**** Record extracts ****
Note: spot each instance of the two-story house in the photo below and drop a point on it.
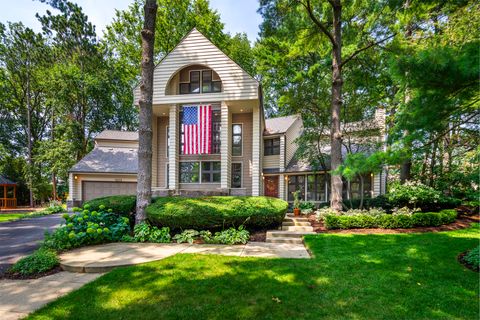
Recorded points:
(210, 137)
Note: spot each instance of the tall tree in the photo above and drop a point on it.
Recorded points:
(324, 26)
(144, 177)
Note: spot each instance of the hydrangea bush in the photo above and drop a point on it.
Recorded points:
(87, 227)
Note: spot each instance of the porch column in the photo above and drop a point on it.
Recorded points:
(256, 152)
(281, 186)
(225, 146)
(173, 156)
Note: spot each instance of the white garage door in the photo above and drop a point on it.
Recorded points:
(97, 189)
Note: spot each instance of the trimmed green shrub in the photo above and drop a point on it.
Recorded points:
(123, 205)
(86, 228)
(390, 221)
(216, 212)
(40, 261)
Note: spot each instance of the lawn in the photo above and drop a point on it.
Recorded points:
(393, 276)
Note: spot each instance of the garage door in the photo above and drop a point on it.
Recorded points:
(97, 189)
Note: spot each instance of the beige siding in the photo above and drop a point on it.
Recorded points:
(161, 154)
(292, 133)
(246, 120)
(195, 49)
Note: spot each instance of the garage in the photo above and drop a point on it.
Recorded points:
(97, 189)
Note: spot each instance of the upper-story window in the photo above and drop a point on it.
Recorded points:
(199, 81)
(271, 147)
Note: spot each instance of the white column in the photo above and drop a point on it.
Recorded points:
(256, 144)
(173, 156)
(225, 146)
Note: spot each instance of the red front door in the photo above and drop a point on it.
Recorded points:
(271, 186)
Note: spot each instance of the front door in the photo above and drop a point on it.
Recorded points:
(271, 186)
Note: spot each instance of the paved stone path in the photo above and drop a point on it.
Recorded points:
(103, 258)
(18, 298)
(20, 238)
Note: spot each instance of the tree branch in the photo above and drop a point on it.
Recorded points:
(317, 22)
(353, 55)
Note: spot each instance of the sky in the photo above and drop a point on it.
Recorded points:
(237, 15)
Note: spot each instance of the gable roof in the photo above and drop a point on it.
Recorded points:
(196, 49)
(108, 160)
(279, 125)
(117, 135)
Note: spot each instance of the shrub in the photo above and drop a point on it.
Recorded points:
(473, 258)
(87, 227)
(143, 232)
(229, 236)
(122, 205)
(186, 236)
(41, 260)
(216, 212)
(389, 221)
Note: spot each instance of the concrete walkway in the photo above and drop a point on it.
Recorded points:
(21, 297)
(103, 258)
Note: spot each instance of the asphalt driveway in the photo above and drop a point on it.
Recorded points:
(21, 237)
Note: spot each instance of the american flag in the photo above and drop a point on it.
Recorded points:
(197, 129)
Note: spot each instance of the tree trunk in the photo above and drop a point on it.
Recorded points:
(144, 176)
(335, 133)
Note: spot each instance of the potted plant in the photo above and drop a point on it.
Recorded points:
(296, 203)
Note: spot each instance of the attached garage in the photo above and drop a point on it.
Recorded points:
(97, 189)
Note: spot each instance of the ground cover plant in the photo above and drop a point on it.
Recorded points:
(390, 276)
(217, 212)
(40, 261)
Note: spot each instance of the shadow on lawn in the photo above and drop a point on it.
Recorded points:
(402, 276)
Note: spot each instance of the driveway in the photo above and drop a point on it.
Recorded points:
(21, 237)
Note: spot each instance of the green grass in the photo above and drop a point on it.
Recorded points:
(392, 276)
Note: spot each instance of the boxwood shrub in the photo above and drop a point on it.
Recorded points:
(216, 212)
(390, 221)
(122, 205)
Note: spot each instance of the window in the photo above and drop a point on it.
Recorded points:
(237, 140)
(296, 183)
(271, 147)
(236, 175)
(316, 187)
(211, 171)
(201, 81)
(216, 126)
(189, 172)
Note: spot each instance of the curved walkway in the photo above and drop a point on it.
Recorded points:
(102, 258)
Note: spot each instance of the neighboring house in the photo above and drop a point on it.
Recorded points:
(210, 137)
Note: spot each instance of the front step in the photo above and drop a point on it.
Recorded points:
(295, 223)
(287, 234)
(297, 228)
(285, 240)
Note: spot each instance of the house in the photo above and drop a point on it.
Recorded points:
(210, 137)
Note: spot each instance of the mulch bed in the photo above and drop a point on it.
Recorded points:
(461, 223)
(258, 236)
(18, 276)
(461, 259)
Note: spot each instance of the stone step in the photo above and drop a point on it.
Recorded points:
(295, 223)
(292, 219)
(285, 240)
(297, 228)
(288, 234)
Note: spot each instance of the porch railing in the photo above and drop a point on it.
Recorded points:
(10, 203)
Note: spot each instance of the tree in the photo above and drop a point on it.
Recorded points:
(322, 30)
(144, 176)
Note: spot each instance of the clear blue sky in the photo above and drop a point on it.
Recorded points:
(238, 15)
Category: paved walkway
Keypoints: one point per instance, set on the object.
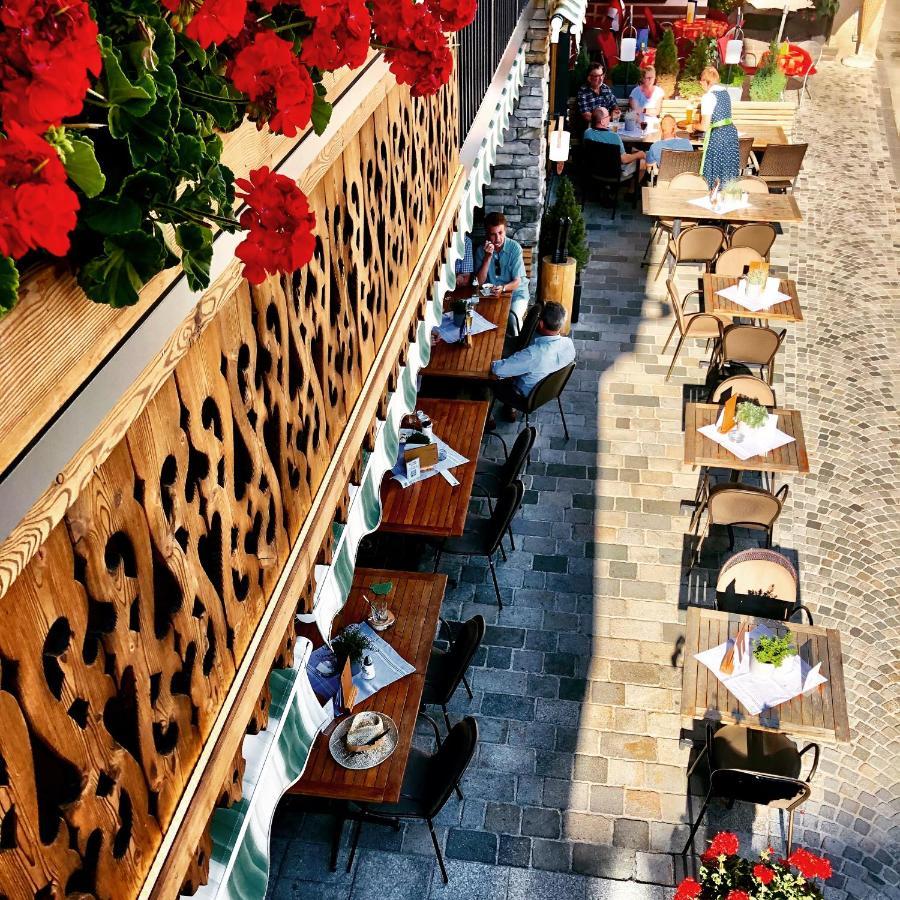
(578, 788)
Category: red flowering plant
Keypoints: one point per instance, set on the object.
(725, 875)
(111, 113)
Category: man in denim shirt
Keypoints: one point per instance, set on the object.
(499, 263)
(548, 352)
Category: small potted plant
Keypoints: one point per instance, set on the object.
(769, 654)
(350, 644)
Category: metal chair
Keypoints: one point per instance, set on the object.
(761, 583)
(483, 537)
(698, 325)
(700, 244)
(752, 345)
(753, 766)
(429, 781)
(758, 235)
(781, 164)
(734, 262)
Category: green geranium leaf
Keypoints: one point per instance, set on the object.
(9, 284)
(130, 260)
(82, 167)
(321, 114)
(196, 244)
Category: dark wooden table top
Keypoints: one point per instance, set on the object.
(433, 507)
(416, 602)
(474, 362)
(699, 450)
(786, 311)
(666, 203)
(820, 714)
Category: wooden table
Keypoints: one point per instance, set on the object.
(699, 450)
(666, 203)
(432, 507)
(474, 362)
(787, 311)
(820, 714)
(416, 601)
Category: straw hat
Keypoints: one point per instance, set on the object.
(375, 732)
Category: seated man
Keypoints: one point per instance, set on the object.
(667, 141)
(499, 263)
(548, 352)
(599, 131)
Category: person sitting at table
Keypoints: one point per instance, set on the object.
(548, 352)
(499, 263)
(465, 265)
(647, 98)
(595, 94)
(667, 141)
(599, 132)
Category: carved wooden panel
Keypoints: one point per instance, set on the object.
(122, 636)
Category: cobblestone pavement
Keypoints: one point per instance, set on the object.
(578, 788)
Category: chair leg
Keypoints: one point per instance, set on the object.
(496, 585)
(437, 850)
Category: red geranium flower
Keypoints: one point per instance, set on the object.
(688, 890)
(47, 50)
(276, 82)
(37, 206)
(415, 46)
(280, 225)
(216, 21)
(340, 36)
(763, 874)
(810, 865)
(453, 14)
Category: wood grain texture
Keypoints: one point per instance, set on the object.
(786, 311)
(699, 450)
(666, 203)
(416, 601)
(433, 507)
(820, 714)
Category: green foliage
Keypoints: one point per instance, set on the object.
(667, 54)
(565, 206)
(775, 649)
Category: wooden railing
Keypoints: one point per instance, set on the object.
(141, 632)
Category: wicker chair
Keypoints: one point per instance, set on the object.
(781, 164)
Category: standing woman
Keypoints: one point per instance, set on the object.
(721, 148)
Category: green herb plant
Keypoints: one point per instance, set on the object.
(775, 649)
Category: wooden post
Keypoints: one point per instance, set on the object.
(558, 283)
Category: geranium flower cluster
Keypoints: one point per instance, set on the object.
(725, 875)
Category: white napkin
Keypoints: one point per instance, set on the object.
(758, 692)
(766, 298)
(756, 442)
(727, 204)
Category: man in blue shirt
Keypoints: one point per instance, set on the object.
(548, 352)
(599, 131)
(667, 141)
(499, 263)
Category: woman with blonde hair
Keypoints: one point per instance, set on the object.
(721, 147)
****
> _Exercise directions_: Quote the data exactly, leaving every image out of the copy.

> _Exercise result_:
Note: spot each instance of the two-story house in the photo below and drop a point on it.
Recorded points:
(210, 137)
Note: spot each instance of the tall tree in the photo above and drop a point on it.
Recorded points:
(324, 26)
(144, 177)
Note: spot each instance of the hydrangea bush in the photo above and drop a point on it.
Recorded points:
(87, 227)
Note: spot each instance of the porch column in the photo above and drop a point on it.
Recorded points:
(256, 152)
(281, 186)
(225, 146)
(173, 156)
Note: spot each instance of the white garage door in the photo above and drop a point on it.
Recorded points:
(97, 189)
Note: spot each instance of the trimmed green shrub in the photo above and drop a point on it.
Recorded points:
(123, 205)
(86, 228)
(390, 221)
(216, 212)
(40, 261)
Note: spot each instance of the lawn in the photo above and drop a point on it.
Recorded points:
(393, 276)
Note: spot each instance of the garage door in the photo above and drop a point on it.
Recorded points:
(97, 189)
Note: spot each instance of the beige siding in the photo above and drop a point on it.
Recorded points:
(161, 154)
(292, 133)
(246, 120)
(195, 49)
Note: spot each instance of the garage in the photo above and drop a point on it.
Recorded points:
(97, 189)
Note: spot each instance of the upper-story window in the photo above and drop a point on it.
Recorded points:
(199, 81)
(271, 147)
Note: spot each instance of the white column in the photo above and drop a point on it.
Recorded points:
(256, 144)
(173, 156)
(225, 146)
Note: spot each instance of the red front door in the photo above and drop a point on it.
Recorded points:
(271, 186)
Note: spot each instance of the front door in the photo above and drop a point on it.
Recorded points:
(271, 186)
Note: spot each instance of the paved stone path in the photo above and drop a point on it.
Recorded points:
(103, 258)
(18, 298)
(20, 238)
Note: spot each instance of the tree branch in the photo above and drop a point on it.
Recorded points:
(317, 22)
(353, 55)
Note: spot each instance of the sky in the photo above and drop a point on it.
Recorded points:
(237, 15)
Note: spot each instance of the gable roof in the photo above and drop a point on it.
Recorded points:
(196, 49)
(108, 160)
(279, 125)
(117, 135)
Note: spot each instance of the shrub in the photo above and drop a point on it.
Recorded points:
(473, 258)
(87, 227)
(143, 232)
(229, 236)
(122, 205)
(186, 236)
(41, 260)
(216, 212)
(389, 221)
Note: spot each instance of the concrete walkway in the photo above and drop a point on it.
Recorded points:
(21, 297)
(103, 258)
Note: spot each instance of the asphalt driveway in the photo above and drop a point on it.
Recorded points:
(21, 237)
Note: spot each instance of the american flag in the photo above and drop a point on it.
Recorded points:
(197, 129)
Note: spot each instance of the tree trunk in the photo above and drop a point on it.
Recorded points:
(144, 176)
(335, 133)
Note: spot each instance of the potted plant in the photo above and drop a point on it.
Recorded points:
(296, 203)
Note: spot each instance of the attached garage in the photo above and drop a point on it.
Recorded points:
(97, 189)
Note: spot each instance of the ground cover plant in the photo above and drop a point on it.
Recorded points:
(390, 276)
(217, 212)
(40, 261)
Note: spot each instance of the shadow on lawn in the photo above and drop a point on it.
Recorded points:
(402, 276)
Note: spot each instance of the driveway in the photo above and drop a point on it.
Recorded points:
(21, 237)
Note: spot each instance of the green grass in the photo above and drop a point on it.
Recorded points:
(392, 276)
Note: spot each instance of the boxwood shrub in the photo above and drop a point on it.
Recorded points:
(216, 212)
(390, 221)
(122, 205)
Note: spot each instance of the window in the photo above and drop a point on it.
Recorded points:
(237, 140)
(296, 183)
(271, 147)
(236, 175)
(316, 187)
(211, 171)
(201, 81)
(216, 126)
(189, 172)
Note: spot each instance of the curved walkway in the photo above and drop a point on it.
Recorded points:
(102, 258)
Note: spot each instance of the neighboring house in the photo above and drop a point on it.
Recorded points:
(210, 137)
Note: spot each instance of the front step in the photo above and drop a point on it.
Recorded points:
(295, 223)
(287, 234)
(297, 228)
(285, 240)
Note: spot each instance of the house in the photo above and drop a point on it.
Recorded points:
(210, 137)
Note: spot each instance of the mulch bed in the photo above and drop a point on it.
Recorded points:
(461, 223)
(258, 236)
(18, 276)
(461, 259)
Note: spot each instance of the stone step in the photo above and drop a point on it.
Recorded points:
(295, 223)
(292, 219)
(285, 240)
(297, 228)
(288, 234)
Note: spot each instance of the porch railing in the photo above and drop a point on it.
Recorded points:
(10, 203)
Note: spot each instance of the tree in the photo above and drop a point on it.
Recorded points:
(322, 30)
(144, 176)
Note: spot each instance of the clear blue sky in the photo above and drop a point on it.
Recorded points:
(238, 15)
Category: paved walkway
Keypoints: one point per instance, set on the object.
(578, 788)
Category: red flowering plant
Keypoints: one point per instance, set on the object.
(725, 875)
(111, 113)
Category: man in denim shirt
Keypoints: one point per instance, set on the object.
(499, 263)
(548, 352)
Category: small potted plant
Keypoints: one point per instance, set on the object.
(769, 654)
(350, 644)
Category: metal chair
Keypoints: one point per instance, set on the object.
(761, 583)
(483, 537)
(698, 325)
(700, 244)
(752, 345)
(753, 766)
(429, 781)
(758, 235)
(781, 164)
(734, 262)
Category: green geranium leaf
Keypoints: one point per instance, set on the object.
(9, 284)
(130, 260)
(82, 167)
(321, 114)
(196, 244)
Category: dark wooden table top
Keypoints: one point per instance, set on the object.
(433, 507)
(416, 602)
(474, 362)
(699, 450)
(786, 311)
(666, 203)
(820, 714)
Category: wooden table
Keypoints: one point per instance, set on the object.
(699, 450)
(666, 203)
(432, 507)
(474, 362)
(787, 311)
(820, 714)
(416, 601)
Category: straw hat
Keypoints: one point per instance, set on the object.
(375, 732)
Category: seated man
Keypoints: one point per instance, set on the object.
(667, 141)
(499, 263)
(548, 352)
(599, 131)
Category: person sitting at table
Keypoints: one point per instance, set on the object.
(548, 352)
(499, 263)
(465, 265)
(647, 98)
(595, 94)
(667, 141)
(599, 132)
Category: carved wooden panel
Keypoints: one point per instance, set on the object.
(122, 636)
Category: cobblestone pavement
Keypoints: one point per instance, set on the object.
(578, 788)
Category: chair leg
Keypoints: one point per instance, set on the object.
(496, 585)
(437, 850)
Category: red geranium flower
Keypoints: one point per instance, set on the object.
(688, 890)
(47, 50)
(276, 82)
(37, 206)
(415, 46)
(280, 225)
(216, 21)
(340, 36)
(763, 874)
(810, 865)
(453, 14)
Category: wood grain texture
Keypoints: one point per instance, set on the object.
(786, 311)
(699, 450)
(666, 203)
(416, 601)
(433, 507)
(820, 714)
Category: green foliage
Keypoints: one point per instance, set on the object.
(667, 54)
(565, 206)
(775, 649)
Category: wooden railing
Keypoints: one point per instance, set on the object.
(141, 632)
Category: wicker chair
Keypoints: one point per instance, set on the object.
(781, 164)
Category: standing woman
Keypoints: one point per instance, set on the object.
(721, 148)
Category: green herb plant
Keypoints: one point per instance, set on the object.
(775, 649)
Category: wooden post
Keypoints: one point per instance, set on the object.
(558, 283)
Category: geranium flower cluster
Keypoints: one point per instance, set on the object.
(725, 875)
Category: white napkin
Keypoints: one point per instance, set on the object.
(758, 692)
(766, 298)
(756, 442)
(727, 204)
Category: man in blue shirt
Keypoints: one point per instance, set on the object.
(548, 352)
(599, 131)
(667, 141)
(499, 263)
Category: woman with blonde hair
Keypoints: one point per instance, set on the object.
(721, 147)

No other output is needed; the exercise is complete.